Written request 1:
Please sum up the forum thread about Russell Reserve in two sentences.
Written request 2:
In the Russell Reserve thread, what proof does the master distiller at Wild Turkey reportedly think is perfect for bourbon?
Written request 3:
Carry the Russell Reserve forum thread forward from its last post.

Provided passage:
Begin
# Russell Reserve



## TEAK (Sep 26, 2007)

I stopped by the ABC store while I was out of town the other day just to see if they had anything different and low and behold what did I find but a bottle of Wild Turkey Russell Reserve sitting on the clearance shelf. For some strange reason the great state of Alabama sells this in its wholesale market but not in the retail, which means if you want it you have to buy it by the case. So I grabbed it and brought it home (along with a few Opus X's the local B&M had in stock). 
My question is have any of you guys tried this stuff? I am a very big fan of Rare Breed so I am anxious to see how this stuff measures up to that.


----------



## adsantos13 (Oct 10, 2006)

I've never tried it personally, but THIS REVIEW at Whisky Magazine rates it pretty highly.

Hope you enjoy your purchase!


----------



## Mark C (Sep 19, 2007)

My Dad's a big Wild Turkey fan. He usually has a bottle of Rare Breed on hand at all times. Russel Reserve is his second choice, for whenever the Rare Breed is out of stock at the local liquor store.

I've never tried them side-by-side, but I do like them both. I think the Russel Reserve may be a bit smoother and more mellow. If I remember right the RB is 90+ proof while the RR is 80, that would explain the difference I saw? I drink them both wit 1 ice cube, both have good flavor and are easy to drink.

Good purchase, enjoy!


----------



## MadAl (Feb 19, 2006)

I picked up a bottle a few months ago. It's excellent.


----------



## TEAK (Sep 26, 2007)

Rarebreed is barrel proofed at 108 proof and Russell Reserve is 101 just like regular WT. From what I have read Mr. Russell ( the master distiller at WT) thinks that 101 is the perfect proofing for Bourbon because it doesn't mellow out all of the flavor.
End
Data rows:
Begin
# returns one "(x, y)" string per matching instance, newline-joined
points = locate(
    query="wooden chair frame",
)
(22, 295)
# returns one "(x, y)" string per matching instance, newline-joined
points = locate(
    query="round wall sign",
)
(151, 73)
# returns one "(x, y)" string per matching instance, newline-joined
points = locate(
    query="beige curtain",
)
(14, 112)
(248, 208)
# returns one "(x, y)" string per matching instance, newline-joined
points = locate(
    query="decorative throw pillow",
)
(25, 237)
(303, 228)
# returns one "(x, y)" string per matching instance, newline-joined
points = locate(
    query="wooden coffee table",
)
End
Task result 1:
A poster who found a bottle of Wild Turkey Russell Reserve on a clearance shelf asks whether others have tried it and how it compares with Rare Breed, which they like a lot. Replies call it excellent or point to a review that rates it highly, one suggests it may be smoother and more mellow than Rare Breed, and the original poster adds that Rare Breed is barrel proofed at 108 while Russell Reserve is 101.

Task result 2:
101 proof.

Task result 3:
Mark,
Your father is a wise man:ss


----------



## Che (Dec 4, 2003)

If your Russell's Reserve is 101 proof then it's the old discontinued bottle and a great find. 

Russell's Reserve was switched to 90 proof about a couple of years ago. The bottle design and label were altered as well.

Because Rare Breed is barrel strength, the proof isn't fixed although it generally clocks in between 106 & 110.


----------



## Mark C (Sep 19, 2007)

Ok, so I was at least right about the RR being a lower proof than RB. Sometimes I like a smooth drink, sometimes I like a kick in the face. I'm a fan of the higher proof drinks (RB, Booker's, etc.) outside on a winter night, sure keeps the blood warm 



TEAK said:


> Mark,
> Your father is a wise man:ss


I've been trying to get him to broaden his horizons a bit. I bought him a bottle of Redbreast Irish Whiskey last year, I think it was empty within a week. If you enjoy a glass of smooth deliciousness, give that a shot if you can find it.


----------



## Che (Dec 4, 2003)

If any of you are die hard _Turkey_ fans, you might look at snagging a bottle of American Spirit which was recently released (limited edition). Likewise there also is a newly released Russell's Reserve Rye.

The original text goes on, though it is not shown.